BRANO CITATO:
▶
Flavio De Marco Philippe Hurteau. Schermorama

L’onnipresenza dei dispositivi di visualizzazione di immagini telematiche e l’instabilità dei dati visivi veicolati dai pixel hanno radicalmente cambiato negli ultimi vent’anni i nostri parametri di percezione della realtà. Se la finestra albertiana sembra essersi definitivamente convertita in schermo e monitor, trasformando l’oggetto della visione in un mutevole orizzonte mentale in cui vagare senza meta, anche molti artisti hanno rinegoziato il proprio rapporto con la pittura alla luce di questi radicali cambiamenti dello statuto dell’immagine.

La mostra Schermorama attualmente in corso alla Galleria Studio G7 si interroga su queste problematiche mettendo a confronto l’opera di Philippe Hurteau e Flavio De Marco, due artisti di età e background differenti, accomunati dall’interesse per l’estetica dello schermo digitale interpretato come nuova matrice di stilemi pittorici. L’obiettivo di entrambi è creare un cortocircuito semantico tra i codici standardizzati dell’interfaccia informatica (che nelle loro infinite combinazioni possono arrivare a generare il caos) e il vocabolario segnico e cromatico della pittura, nato per decantare sulla tela un’immagine immobile ma aperta a innumerevoli letture soggettive. La loro ricerca, come sottolinea il testo critico di Francesco Poli, “istituisce un’analogia di fondo fra il quadro-finestra di cui parla Leon Battista Alberti (che aveva definito le condizioni di una nuova visione prospettica del mondo) con lo schermo rettangolare del computer” per riconsiderare criticamente l’ingerenza dei nuovi simboli dell’iconografia digitale nel nostro immaginario collettivo. Per questo entrambi inseriscono nei loro dipinti schemi grafici, effetti cromatici, icone, barre di comando ed altri ricorrenti elementi iconici prelevati dallo spazio virtuale telematico per riassorbirli e risemantizzarli attraverso il processo pittorico. A questo modo la superficie dipinta si trasforma in uno spazio di riflessione estetica e critica che enfatizza la difformità tra l’immagine virtuale e gli algoritmi che ne consentono la visualizzazione per sottolinearne la natura convenzionale dichiarando al tempo stesso la loro imprescindibilità nella cultura visiva odierna.
◀
RIGHE FORNITE:
▶
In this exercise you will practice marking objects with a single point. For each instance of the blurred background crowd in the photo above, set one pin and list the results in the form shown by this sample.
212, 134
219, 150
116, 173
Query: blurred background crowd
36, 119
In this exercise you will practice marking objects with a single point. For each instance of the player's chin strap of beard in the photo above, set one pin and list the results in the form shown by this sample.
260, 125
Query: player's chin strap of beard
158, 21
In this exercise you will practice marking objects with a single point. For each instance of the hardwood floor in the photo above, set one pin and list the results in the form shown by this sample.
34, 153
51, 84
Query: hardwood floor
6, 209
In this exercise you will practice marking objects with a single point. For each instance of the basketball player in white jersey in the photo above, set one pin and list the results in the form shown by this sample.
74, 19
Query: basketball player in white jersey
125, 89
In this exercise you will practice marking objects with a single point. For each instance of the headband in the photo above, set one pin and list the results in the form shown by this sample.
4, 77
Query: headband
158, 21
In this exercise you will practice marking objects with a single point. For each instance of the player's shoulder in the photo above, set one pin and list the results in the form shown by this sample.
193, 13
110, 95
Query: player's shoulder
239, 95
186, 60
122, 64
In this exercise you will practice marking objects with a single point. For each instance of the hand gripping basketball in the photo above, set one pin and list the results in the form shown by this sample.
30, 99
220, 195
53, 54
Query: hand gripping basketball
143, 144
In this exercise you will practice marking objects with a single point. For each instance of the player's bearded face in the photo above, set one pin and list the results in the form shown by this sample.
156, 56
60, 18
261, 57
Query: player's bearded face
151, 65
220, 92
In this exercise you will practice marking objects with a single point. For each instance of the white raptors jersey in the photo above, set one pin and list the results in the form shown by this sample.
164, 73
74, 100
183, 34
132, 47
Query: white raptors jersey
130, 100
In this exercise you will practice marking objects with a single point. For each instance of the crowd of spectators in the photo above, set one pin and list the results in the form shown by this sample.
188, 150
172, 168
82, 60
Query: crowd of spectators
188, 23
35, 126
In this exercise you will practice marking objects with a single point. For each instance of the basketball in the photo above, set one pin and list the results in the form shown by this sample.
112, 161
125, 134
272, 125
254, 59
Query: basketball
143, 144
◀
ISTRUZIONE SCRITTA: Riporta senza alcuna modifica la parte del testo sulla mostra Schermorama che va da "Flavio De Marco Philippe" fino a "dello statuto dell’immagine.".

RISPOSTA SVOLTA:
Flavio De Marco Philippe Hurteau. Schermorama

L’onnipresenza dei dispositivi di visualizzazione di immagini telematiche e l’instabilità dei dati visivi veicolati dai pixel hanno radicalmente cambiato negli ultimi vent’anni i nostri parametri di percezione della realtà. Se la finestra albertiana sembra essersi definitivamente convertita in schermo e monitor, trasformando l’oggetto della visione in un mutevole orizzonte mentale in cui vagare senza meta, anche molti artisti hanno rinegoziato il proprio rapporto con la pittura alla luce di questi radicali cambiamenti dello statuto dell’immagine.